Getting Started with Otter Streams | Apache Flink ML Inference

What's Implemented

✅ Complete Core Framework

Async inference, caching, metrics, and configuration system with multi-source model loading support.

🧠 Multi-Framework Support

ONNX, TensorFlow, PyTorch, XGBoost, and PMML with native execution engines.

📊 Flink SQL Integration

Full Flink SQL support with UDFs, table functions, and SQL API for ML inference.

⚡ Performance Features

Batch processing, async operations, intelligent caching, and GPU acceleration.

New Feature: Otter Streams now supports both DataStream and Flink SQL APIs! Check out the SQL documentation for details.

📦 Installation

Clone and Build

bash

# Clone the repository
git clone https://github.com/martourez21/otter-streams.git
cd otter-streams

# Build the project
mvn clean install -DskipTests

# Or use the setup script
chmod +x setup.sh
./setup.sh

Maven Dependencies

xml

<!-- Core framework (required) -->
<dependency>
    <groupId>com.codedstreams</groupId>
    <artifactId>ml-inference-core</artifactId>
    <version>1.0.16</version>
</dependency>

<!-- Flink SQL Integration -->
<dependency>
    <groupId>com.codedstreams</groupId>
    <artifactId>otter-stream-sql</artifactId>
    <version>1.0.16</version>
</dependency>

<!-- Add framework-specific modules as needed -->
<dependency>
    <groupId>com.codedstreams</groupId>
    <artifactId>otter-stream-onnx</artifactId>
    <version>1.0.16</version>
</dependency>

🤖 Model Preparation

Export Your Model to ONNX (Recommended)

python

# PyTorch to ONNX
import torch
torch.onnx.export(
    model,
    dummy_input,
    "model.onnx",
    input_names=['input'],
    output_names=['output']
)

# TensorFlow to ONNX
import tf2onnx
model_proto, _ = tf2onnx.convert.from_keras(model, input_signature=spec)

▶ [TASK INSTRUCTIONS]: Reproduce word for word the portion of the Otter Streams page running from "Async inference, caching, metrics, and" up to and including "native execution engines.". These items have nothing to do with the Otter Streams page.

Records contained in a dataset

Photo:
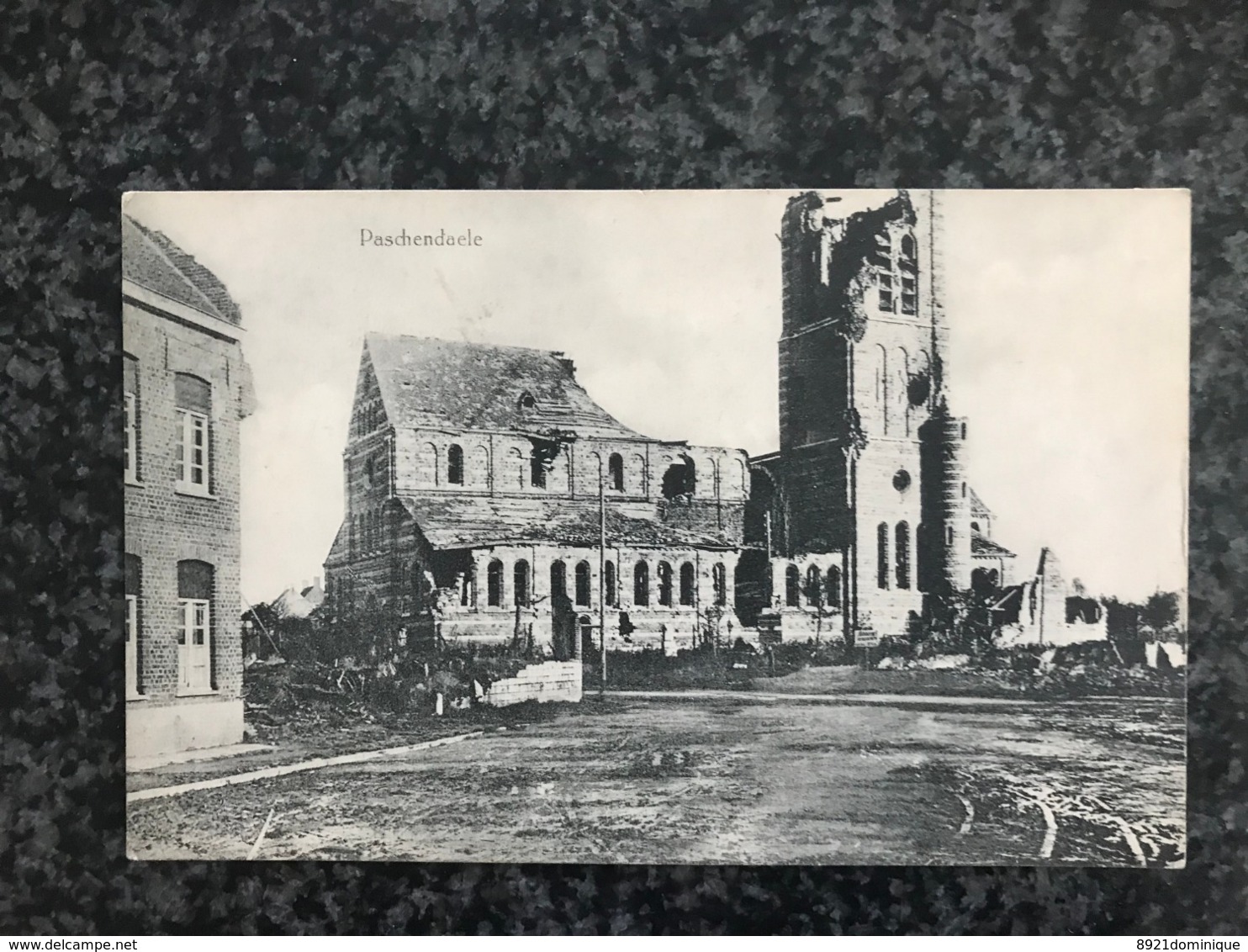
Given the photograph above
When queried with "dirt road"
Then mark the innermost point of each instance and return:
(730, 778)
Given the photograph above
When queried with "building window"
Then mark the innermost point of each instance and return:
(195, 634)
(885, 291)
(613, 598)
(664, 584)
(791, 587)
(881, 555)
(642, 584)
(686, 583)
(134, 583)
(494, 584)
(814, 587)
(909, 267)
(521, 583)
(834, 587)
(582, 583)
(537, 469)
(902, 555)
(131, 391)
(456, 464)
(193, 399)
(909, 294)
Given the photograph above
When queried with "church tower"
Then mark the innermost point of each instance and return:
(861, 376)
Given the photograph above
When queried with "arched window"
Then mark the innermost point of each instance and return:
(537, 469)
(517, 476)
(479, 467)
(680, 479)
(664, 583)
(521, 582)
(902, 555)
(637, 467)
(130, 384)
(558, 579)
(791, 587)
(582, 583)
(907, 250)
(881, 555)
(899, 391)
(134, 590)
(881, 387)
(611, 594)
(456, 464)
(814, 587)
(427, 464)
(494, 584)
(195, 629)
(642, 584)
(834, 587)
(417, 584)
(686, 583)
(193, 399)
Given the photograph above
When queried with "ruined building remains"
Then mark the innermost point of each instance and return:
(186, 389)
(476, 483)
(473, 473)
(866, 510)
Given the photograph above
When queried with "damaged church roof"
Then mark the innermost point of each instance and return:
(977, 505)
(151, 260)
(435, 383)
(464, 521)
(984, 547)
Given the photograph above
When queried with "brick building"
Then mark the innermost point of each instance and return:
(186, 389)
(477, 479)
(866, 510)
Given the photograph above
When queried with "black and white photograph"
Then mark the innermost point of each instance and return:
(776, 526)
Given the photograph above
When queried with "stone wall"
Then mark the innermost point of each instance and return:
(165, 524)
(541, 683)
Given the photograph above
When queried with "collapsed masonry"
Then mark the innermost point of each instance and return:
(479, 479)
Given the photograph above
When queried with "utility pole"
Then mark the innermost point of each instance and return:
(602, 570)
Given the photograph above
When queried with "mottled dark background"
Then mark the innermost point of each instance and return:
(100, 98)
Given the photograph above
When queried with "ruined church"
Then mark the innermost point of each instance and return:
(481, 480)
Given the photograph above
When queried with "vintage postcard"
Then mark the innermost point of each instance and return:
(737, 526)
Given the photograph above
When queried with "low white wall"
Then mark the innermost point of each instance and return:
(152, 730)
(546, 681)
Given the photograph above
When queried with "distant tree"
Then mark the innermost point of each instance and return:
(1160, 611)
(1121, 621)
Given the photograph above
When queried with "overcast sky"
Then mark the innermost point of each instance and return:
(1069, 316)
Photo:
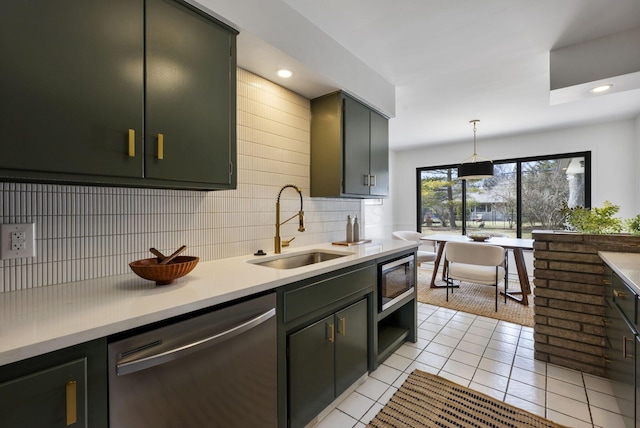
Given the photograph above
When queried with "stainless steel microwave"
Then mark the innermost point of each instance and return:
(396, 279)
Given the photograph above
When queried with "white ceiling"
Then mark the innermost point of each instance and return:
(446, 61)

--

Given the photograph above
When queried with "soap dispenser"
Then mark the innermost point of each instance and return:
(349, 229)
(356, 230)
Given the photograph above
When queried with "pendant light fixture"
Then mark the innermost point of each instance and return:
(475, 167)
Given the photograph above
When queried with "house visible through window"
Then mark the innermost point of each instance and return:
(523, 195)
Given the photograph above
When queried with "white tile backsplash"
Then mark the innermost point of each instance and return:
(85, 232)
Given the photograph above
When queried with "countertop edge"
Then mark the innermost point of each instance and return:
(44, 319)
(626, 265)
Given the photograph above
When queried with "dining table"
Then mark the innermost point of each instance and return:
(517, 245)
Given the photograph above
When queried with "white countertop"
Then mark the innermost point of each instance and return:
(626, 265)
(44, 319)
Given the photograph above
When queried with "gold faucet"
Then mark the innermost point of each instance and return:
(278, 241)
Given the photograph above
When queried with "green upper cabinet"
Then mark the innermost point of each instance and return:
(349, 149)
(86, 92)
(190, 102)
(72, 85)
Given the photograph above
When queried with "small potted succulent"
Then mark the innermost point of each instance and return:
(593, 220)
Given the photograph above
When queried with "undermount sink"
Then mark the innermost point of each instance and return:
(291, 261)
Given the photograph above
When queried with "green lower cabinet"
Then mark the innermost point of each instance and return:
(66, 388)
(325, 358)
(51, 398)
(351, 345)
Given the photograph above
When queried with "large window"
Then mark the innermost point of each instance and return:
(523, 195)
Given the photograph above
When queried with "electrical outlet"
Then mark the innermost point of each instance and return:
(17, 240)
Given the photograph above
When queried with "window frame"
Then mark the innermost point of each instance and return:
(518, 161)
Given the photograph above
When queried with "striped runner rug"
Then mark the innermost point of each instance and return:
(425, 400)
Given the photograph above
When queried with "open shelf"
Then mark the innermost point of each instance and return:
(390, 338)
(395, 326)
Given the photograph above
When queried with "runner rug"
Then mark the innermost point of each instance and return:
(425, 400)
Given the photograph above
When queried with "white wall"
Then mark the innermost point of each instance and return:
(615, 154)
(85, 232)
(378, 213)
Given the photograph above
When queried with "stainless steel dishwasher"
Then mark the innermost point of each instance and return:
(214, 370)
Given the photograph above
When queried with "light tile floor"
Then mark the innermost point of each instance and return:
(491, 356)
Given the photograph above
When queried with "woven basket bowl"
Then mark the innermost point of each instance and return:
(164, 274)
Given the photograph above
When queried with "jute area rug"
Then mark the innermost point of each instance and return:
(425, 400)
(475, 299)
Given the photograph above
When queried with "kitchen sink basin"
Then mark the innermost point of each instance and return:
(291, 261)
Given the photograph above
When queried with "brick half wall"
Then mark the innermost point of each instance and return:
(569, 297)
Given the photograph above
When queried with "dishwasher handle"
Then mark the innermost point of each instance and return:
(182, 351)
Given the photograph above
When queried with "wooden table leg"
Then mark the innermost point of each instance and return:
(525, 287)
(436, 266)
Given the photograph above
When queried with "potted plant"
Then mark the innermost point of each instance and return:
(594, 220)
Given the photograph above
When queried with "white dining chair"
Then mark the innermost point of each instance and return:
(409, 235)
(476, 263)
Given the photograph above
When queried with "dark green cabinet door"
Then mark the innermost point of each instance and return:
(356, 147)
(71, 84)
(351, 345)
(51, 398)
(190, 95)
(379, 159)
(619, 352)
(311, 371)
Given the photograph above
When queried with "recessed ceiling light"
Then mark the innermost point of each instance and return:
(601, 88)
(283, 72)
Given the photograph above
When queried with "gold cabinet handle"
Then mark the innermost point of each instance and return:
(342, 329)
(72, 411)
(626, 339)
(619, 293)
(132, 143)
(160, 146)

▶ [TASK SOLUTION]:
Async inference, caching, metrics, and configuration system with multi-source model loading support.

🧠 Multi-Framework Support

ONNX, TensorFlow, PyTorch, XGBoost, and PMML with native execution engines.